* **PROBLEM TO SOLVE**: In the records below, the line with "Category: toddler holding toy" opens the range and the line with "Category: wine bottle" closes it; print that range exactly and nothing else.

* **RECORDED INFORMATION**:
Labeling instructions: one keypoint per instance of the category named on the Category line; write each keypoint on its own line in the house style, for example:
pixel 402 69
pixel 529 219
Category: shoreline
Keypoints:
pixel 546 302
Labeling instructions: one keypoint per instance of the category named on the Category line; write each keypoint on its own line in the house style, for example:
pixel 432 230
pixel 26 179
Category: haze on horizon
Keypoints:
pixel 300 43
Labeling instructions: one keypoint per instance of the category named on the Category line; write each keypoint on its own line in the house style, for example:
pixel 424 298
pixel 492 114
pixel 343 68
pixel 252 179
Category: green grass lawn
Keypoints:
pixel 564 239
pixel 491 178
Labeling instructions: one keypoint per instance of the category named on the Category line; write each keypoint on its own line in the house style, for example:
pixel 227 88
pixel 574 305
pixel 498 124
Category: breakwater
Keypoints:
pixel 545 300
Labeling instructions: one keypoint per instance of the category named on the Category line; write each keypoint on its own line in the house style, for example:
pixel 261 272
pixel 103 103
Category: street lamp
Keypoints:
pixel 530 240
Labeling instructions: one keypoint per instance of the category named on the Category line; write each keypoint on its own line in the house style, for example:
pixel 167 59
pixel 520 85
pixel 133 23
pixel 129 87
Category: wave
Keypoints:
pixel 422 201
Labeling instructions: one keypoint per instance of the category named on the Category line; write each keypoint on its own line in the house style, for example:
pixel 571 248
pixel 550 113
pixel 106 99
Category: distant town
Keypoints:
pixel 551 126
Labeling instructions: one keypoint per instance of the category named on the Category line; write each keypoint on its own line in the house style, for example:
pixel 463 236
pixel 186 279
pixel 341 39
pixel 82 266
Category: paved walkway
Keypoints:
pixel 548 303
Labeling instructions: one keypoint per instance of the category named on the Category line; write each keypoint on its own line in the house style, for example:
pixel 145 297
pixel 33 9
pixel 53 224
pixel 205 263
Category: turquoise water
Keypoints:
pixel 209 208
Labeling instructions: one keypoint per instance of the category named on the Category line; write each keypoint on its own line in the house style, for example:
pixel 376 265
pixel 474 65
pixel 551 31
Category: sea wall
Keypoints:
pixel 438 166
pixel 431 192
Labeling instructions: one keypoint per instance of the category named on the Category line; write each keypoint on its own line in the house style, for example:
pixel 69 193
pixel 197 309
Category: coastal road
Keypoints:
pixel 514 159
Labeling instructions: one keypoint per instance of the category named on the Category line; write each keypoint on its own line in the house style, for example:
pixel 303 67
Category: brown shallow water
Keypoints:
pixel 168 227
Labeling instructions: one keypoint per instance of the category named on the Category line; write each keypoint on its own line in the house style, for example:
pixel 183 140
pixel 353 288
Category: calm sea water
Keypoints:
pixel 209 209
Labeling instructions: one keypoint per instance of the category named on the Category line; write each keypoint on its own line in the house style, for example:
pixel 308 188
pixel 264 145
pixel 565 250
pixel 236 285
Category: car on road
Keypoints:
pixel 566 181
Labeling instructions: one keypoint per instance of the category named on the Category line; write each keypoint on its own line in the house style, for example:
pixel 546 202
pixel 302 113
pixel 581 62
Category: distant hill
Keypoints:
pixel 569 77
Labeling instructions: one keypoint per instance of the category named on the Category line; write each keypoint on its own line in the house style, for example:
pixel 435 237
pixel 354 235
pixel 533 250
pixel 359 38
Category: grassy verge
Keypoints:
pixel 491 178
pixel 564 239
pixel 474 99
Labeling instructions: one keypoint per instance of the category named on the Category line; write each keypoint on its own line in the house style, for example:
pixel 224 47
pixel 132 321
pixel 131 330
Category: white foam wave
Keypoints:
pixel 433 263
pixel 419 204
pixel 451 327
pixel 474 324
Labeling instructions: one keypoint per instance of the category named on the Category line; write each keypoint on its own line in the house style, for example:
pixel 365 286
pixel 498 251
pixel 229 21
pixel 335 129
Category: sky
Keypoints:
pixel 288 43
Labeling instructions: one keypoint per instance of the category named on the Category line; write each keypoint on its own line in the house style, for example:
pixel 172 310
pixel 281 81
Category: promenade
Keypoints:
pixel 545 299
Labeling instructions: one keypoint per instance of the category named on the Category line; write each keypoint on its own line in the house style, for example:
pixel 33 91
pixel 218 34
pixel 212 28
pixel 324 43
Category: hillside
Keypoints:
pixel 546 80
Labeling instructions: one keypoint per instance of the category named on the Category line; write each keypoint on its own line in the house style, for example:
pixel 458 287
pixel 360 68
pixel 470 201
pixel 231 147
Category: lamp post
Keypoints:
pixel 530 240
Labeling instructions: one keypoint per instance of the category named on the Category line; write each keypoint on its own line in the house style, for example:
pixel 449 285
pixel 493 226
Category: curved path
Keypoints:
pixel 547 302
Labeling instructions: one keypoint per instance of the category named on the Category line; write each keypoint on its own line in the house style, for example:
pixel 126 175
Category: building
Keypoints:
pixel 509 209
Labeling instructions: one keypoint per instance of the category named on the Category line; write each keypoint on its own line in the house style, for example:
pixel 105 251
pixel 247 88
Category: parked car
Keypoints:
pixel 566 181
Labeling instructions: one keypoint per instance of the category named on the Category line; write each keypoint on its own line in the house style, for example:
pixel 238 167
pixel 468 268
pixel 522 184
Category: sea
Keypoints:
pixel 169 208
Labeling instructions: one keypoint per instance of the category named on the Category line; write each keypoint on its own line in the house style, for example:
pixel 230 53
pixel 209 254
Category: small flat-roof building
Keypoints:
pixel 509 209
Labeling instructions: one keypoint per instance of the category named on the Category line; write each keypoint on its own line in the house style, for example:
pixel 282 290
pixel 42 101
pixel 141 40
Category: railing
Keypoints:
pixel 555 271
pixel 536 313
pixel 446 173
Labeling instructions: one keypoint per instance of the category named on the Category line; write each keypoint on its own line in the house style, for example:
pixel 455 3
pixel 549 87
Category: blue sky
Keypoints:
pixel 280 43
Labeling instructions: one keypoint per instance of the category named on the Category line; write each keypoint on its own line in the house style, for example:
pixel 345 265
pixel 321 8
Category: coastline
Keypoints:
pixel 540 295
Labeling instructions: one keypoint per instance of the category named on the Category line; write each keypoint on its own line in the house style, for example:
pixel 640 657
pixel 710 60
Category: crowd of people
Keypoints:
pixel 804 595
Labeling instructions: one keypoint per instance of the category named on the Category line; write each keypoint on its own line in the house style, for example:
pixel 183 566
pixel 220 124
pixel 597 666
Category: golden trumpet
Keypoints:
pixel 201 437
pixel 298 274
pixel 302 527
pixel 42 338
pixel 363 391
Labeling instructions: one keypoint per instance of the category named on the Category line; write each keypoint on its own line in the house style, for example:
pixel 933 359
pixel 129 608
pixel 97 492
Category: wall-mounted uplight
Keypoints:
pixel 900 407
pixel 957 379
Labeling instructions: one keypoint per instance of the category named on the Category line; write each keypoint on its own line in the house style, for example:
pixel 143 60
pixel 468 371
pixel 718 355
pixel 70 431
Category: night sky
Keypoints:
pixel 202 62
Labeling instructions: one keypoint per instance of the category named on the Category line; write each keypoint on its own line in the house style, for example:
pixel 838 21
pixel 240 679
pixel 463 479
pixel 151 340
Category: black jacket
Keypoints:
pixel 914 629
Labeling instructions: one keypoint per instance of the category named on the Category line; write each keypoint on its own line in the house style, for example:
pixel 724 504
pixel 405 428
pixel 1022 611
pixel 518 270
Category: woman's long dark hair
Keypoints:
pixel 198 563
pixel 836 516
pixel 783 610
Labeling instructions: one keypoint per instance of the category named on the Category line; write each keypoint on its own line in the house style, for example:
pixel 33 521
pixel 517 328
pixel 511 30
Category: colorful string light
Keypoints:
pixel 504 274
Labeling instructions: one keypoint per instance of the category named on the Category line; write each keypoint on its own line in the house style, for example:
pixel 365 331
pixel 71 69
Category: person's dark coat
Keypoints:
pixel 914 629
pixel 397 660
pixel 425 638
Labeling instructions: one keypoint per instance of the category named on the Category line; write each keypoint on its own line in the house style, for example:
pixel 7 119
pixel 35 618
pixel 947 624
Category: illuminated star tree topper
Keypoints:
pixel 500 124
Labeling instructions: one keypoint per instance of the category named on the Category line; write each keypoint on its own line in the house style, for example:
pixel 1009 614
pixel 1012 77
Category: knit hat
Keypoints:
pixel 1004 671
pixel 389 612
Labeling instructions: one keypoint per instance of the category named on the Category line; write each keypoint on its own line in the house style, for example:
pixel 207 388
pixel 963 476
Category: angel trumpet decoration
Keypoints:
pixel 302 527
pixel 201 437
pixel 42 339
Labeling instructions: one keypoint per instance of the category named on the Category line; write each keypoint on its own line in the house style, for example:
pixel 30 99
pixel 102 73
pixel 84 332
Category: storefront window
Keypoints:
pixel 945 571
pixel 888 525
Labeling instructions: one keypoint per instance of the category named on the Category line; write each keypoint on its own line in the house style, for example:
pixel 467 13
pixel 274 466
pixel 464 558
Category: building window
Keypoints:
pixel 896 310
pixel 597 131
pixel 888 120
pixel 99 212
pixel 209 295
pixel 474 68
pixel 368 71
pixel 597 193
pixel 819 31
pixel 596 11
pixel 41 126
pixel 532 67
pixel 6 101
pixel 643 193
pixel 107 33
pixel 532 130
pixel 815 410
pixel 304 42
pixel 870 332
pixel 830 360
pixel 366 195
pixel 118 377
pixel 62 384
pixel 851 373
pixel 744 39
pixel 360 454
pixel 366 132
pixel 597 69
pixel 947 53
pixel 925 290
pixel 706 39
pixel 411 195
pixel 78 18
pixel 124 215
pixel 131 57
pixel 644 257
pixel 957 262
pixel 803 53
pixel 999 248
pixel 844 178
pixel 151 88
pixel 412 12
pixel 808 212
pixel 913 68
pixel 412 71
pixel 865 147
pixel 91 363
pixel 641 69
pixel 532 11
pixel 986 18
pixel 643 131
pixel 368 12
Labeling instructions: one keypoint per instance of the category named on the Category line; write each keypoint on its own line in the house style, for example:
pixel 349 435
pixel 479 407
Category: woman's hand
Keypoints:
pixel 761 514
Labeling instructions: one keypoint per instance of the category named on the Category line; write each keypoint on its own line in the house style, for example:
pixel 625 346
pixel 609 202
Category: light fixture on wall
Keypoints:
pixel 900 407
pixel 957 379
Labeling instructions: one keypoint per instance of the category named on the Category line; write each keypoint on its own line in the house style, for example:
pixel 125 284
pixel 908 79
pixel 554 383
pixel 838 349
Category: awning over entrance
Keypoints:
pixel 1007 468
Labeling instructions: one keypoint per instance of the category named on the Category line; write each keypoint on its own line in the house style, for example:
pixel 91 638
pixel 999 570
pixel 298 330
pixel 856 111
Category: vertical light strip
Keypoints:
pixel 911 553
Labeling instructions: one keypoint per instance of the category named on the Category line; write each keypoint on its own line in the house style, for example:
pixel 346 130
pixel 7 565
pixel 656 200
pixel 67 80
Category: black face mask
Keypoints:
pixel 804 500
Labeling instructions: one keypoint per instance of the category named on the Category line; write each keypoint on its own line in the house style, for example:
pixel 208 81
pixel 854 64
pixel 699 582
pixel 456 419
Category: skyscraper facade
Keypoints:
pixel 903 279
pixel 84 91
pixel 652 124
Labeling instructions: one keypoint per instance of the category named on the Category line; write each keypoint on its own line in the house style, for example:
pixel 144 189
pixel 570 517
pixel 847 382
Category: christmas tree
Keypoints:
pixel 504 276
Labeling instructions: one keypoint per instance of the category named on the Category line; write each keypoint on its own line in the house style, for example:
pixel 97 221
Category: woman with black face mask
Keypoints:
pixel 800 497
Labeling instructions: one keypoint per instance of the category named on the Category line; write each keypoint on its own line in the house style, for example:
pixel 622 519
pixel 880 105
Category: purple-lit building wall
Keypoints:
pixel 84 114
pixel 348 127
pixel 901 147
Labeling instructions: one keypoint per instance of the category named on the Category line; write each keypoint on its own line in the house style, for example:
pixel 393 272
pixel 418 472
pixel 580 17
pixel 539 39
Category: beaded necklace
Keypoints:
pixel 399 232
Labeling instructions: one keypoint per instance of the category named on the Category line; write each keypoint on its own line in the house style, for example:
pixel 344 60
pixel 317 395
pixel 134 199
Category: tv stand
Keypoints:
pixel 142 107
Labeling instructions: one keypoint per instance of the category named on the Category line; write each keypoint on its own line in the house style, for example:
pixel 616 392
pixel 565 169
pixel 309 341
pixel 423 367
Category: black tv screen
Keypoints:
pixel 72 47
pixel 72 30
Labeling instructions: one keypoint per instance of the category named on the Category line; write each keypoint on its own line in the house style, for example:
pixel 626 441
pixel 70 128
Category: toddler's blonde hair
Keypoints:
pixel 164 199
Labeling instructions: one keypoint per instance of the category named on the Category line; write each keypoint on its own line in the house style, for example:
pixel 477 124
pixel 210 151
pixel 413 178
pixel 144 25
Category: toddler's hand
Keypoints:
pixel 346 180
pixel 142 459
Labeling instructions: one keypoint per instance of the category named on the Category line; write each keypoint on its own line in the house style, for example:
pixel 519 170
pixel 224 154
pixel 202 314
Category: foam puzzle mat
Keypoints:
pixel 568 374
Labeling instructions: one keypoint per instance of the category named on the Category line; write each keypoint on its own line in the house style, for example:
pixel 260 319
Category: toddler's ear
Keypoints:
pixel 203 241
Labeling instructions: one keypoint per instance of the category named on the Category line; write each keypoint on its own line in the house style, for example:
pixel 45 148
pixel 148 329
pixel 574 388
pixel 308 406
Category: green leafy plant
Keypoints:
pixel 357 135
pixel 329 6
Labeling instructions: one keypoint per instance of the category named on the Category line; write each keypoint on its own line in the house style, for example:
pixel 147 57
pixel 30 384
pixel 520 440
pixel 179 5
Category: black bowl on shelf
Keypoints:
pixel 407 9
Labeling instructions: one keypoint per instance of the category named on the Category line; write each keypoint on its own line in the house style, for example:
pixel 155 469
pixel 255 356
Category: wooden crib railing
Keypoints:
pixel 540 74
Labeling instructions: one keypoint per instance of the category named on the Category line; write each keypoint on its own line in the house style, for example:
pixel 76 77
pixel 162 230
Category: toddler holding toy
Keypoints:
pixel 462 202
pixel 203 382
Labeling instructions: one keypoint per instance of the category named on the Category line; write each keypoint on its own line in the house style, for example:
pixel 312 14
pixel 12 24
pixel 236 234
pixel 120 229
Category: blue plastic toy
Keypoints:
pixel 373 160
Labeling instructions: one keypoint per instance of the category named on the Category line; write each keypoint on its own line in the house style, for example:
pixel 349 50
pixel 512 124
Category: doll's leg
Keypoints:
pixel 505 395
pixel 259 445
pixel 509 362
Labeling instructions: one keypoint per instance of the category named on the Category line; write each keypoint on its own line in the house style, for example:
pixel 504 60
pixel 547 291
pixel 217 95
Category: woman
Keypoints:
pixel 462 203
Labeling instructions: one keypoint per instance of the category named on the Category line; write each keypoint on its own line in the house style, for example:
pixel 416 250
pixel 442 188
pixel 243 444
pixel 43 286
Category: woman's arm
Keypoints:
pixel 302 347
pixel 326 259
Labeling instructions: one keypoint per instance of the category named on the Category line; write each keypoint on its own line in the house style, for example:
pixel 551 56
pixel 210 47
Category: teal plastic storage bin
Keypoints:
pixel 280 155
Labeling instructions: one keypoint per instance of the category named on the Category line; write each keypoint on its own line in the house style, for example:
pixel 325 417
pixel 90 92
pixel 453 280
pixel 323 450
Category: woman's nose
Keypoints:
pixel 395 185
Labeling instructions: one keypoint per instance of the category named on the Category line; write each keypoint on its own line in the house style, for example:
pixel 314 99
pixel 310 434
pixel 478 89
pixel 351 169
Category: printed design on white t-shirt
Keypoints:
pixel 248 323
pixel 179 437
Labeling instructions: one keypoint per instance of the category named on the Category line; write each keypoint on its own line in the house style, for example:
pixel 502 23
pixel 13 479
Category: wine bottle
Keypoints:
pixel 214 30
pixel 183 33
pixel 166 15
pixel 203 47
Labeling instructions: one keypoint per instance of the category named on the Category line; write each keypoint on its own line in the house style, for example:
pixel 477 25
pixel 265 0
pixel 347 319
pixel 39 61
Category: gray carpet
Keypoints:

* **FINISHED EXERCISE**:
Category: toddler holding toy
Keypoints:
pixel 462 202
pixel 203 382
Labeling instructions: one keypoint per instance of the category named on the Category line; write each keypoint on its own line in the house style, for example:
pixel 312 14
pixel 12 24
pixel 236 234
pixel 120 229
Category: blue plastic toy
Keypoints:
pixel 373 160
Labeling instructions: one keypoint per instance of the category named on the Category line; write each keypoint on its own line in the house style, for example:
pixel 349 50
pixel 512 124
Category: doll's leg
Keypoints:
pixel 505 395
pixel 259 445
pixel 509 362
Labeling instructions: one keypoint per instance of the category named on the Category line; write each keypoint on its own line in the house style, for example:
pixel 504 60
pixel 547 291
pixel 217 95
Category: woman
Keypoints:
pixel 462 203
Labeling instructions: one keypoint per instance of the category named on the Category line; write each keypoint on its own line in the house style, for example:
pixel 416 250
pixel 442 188
pixel 243 444
pixel 43 286
Category: woman's arm
Keypoints:
pixel 302 347
pixel 326 259
Labeling instructions: one keypoint per instance of the category named on the Category line; write each keypoint on its own line in the house style, for example:
pixel 551 56
pixel 210 47
Category: teal plastic storage bin
Keypoints:
pixel 280 155
Labeling instructions: one keypoint per instance of the category named on the Category line; write each keypoint on its own line in the house style, for example:
pixel 325 417
pixel 90 92
pixel 453 280
pixel 323 450
Category: woman's nose
Keypoints:
pixel 395 185
Labeling instructions: one keypoint per instance of the category named on the Category line; write each keypoint on its own line in the house style, for example:
pixel 314 99
pixel 310 434
pixel 478 89
pixel 351 169
Category: printed design on white t-shirt
Keypoints:
pixel 248 323
pixel 179 437
Labeling instructions: one keypoint per instance of the category named on the Category line; write each keypoint on its own line in the house style, for example:
pixel 502 23
pixel 13 479
Category: wine bottle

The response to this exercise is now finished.